▸ 原文
************

在宅勤務が続くと年中クソ暑いシンガポールでは電気代が上がる。

しかし自炊する回数が増えて外食が減るので、食費は減る。

ところが家にいる時間が増えると読書量が増えるので、書籍代が上がる。

おまけに本を読む時間が増えるとソファで寝落ちする回数が増えて電気代が上がる。

その上、本を買う時にAmazonでついでにいらんもんを買ってしまいカード請求額が上がる。

ゆえに、在宅勤務は金がかかる。在宅勤務手当ないしムカつく。

などと、思念以上、独り言未満くらいのリアル感で文章的に考えていたら、Amazonで本と一緒に購入したハリオのビーカーが、そんな鬱屈とした在宅勤務生活に涼感をもたらし、QoLを上げてくれたので、ここで紹介しておきます。

耐熱ガラスの気持ちよさ

ハリオ(HARIO)は、日本の耐熱ガラスメーカーです。とくにコーヒー関連器具で有名です。以前紹介した通り、コーヒーサーバーもドリッパーもハリオ社製を愛用しています。

ハリオ製品はシンガポールの高島屋や東急ハンズでも売っています。しかし日本で買うより高く、私の場合は多少送料がかかっても、Amazonで本などと一緒に購入してきました。

ここで時は無闇に遡ること30年前、私が中学生の時分、『ジョジョの奇妙な冒険』第三部の主人公、空条承太郎の好きな色は「透明感のある色」と書かれているのを読みました。

************

▸ データ欄
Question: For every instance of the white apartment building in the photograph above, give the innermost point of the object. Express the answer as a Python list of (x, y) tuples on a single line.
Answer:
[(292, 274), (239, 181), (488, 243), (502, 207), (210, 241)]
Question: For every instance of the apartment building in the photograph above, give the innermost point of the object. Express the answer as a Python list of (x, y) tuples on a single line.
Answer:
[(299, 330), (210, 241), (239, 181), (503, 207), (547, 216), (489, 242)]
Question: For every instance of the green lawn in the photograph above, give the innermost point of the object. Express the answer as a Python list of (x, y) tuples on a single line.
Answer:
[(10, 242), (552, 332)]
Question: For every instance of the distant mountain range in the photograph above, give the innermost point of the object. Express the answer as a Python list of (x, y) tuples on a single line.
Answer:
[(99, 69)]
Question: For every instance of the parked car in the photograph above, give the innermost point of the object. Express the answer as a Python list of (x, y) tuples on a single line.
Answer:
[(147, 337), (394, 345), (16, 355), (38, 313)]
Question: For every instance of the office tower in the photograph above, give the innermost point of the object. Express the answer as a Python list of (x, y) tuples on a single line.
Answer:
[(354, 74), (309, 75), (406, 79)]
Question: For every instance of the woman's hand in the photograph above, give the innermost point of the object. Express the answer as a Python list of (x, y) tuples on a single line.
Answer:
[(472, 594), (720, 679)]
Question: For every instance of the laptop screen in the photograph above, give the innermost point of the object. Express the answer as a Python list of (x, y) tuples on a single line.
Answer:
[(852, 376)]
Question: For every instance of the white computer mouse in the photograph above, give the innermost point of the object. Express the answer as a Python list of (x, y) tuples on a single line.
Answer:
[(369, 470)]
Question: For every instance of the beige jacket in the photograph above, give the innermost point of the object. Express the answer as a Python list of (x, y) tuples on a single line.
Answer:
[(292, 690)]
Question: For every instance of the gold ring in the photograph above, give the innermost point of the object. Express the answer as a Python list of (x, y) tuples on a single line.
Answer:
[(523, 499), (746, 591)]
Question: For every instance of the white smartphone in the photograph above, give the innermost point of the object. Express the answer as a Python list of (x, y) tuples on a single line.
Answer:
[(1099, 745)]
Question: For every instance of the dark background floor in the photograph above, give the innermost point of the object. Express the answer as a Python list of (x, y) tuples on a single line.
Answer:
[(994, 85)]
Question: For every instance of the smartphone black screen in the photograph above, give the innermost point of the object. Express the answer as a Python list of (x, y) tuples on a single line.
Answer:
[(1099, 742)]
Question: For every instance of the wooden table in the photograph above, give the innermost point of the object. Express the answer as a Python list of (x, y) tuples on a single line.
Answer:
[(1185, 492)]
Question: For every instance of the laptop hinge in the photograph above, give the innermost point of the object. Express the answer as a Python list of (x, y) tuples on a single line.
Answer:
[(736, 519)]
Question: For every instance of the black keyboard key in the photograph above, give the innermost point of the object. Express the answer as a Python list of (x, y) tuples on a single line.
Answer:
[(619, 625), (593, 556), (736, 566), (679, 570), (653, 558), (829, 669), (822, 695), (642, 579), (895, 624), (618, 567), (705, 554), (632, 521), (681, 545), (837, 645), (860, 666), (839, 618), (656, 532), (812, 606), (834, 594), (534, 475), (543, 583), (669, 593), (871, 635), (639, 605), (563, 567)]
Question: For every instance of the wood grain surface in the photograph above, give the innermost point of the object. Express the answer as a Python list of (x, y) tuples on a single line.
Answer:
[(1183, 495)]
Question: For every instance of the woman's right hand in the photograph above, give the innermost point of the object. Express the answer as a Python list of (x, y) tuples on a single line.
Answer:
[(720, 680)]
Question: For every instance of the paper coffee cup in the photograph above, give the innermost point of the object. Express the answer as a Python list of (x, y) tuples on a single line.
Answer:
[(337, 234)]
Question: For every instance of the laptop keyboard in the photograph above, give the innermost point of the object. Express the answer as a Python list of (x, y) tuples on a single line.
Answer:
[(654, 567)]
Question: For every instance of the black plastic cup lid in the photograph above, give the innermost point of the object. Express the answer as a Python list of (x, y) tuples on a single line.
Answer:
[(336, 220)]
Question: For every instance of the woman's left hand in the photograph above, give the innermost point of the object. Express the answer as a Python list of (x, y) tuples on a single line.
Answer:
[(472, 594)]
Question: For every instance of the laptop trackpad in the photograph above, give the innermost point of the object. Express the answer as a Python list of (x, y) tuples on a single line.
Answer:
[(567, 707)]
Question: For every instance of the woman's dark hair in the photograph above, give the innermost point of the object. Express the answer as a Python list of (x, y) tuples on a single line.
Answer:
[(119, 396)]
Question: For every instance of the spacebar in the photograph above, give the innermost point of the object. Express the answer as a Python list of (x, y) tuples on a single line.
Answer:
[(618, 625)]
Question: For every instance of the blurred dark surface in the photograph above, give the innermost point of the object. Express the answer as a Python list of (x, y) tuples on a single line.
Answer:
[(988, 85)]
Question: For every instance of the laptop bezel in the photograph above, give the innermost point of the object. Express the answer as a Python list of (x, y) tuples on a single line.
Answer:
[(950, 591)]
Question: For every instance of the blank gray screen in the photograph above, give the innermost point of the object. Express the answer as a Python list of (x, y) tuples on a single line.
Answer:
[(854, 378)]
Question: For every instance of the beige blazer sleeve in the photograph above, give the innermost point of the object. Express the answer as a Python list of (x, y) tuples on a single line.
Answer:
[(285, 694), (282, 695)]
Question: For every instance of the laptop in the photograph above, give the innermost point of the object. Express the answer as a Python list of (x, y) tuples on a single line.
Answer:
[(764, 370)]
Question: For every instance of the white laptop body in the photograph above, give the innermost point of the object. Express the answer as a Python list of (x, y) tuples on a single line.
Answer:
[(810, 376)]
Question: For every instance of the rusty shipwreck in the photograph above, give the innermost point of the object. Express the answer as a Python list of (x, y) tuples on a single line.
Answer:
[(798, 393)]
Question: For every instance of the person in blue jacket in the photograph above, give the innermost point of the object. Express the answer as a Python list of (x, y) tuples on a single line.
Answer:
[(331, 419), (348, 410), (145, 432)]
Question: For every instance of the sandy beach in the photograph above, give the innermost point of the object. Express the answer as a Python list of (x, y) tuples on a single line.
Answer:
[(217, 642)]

************

▸ 作業内容
A) 次の(i)〜(iii)は原文の内容と一致しますか。それぞれ「はい」か「いいえ」で答え、判断の決め手となる原文の語句をそのまま引用してください。
(i) ハリオはとくにコーヒー関連器具で知られている。
(ii) 筆者はハリオ製品をシンガポールの高島屋で買ってきた。
(iii) 外食が減ると食費は上がる。
B) 原文の「しかし自炊する回数が増えて外食が減るので、食費は減る。」から「ゆえに、在宅勤務は金がかかる。在宅勤務手当ないしムカつく。」までを、その両方の語句も含めて一字一句違えずに書き出してもらえますか。
データ欄の記録は、原文とは別の資料です。

▸ 結果
A)
(i) はい。「とくにコーヒー関連器具で有名です。」
(ii) いいえ。「私の場合は多少送料がかかっても、Amazonで本などと一緒に購入してきました。」
(iii) いいえ。「自炊する回数が増えて外食が減るので、食費は減る。」

B)
しかし自炊する回数が増えて外食が減るので、食費は減る。

ところが家にいる時間が増えると読書量が増えるので、書籍代が上がる。

おまけに本を読む時間が増えるとソファで寝落ちする回数が増えて電気代が上がる。

その上、本を買う時にAmazonでついでにいらんもんを買ってしまいカード請求額が上がる。

ゆえに、在宅勤務は金がかかる。在宅勤務手当ないしムカつく。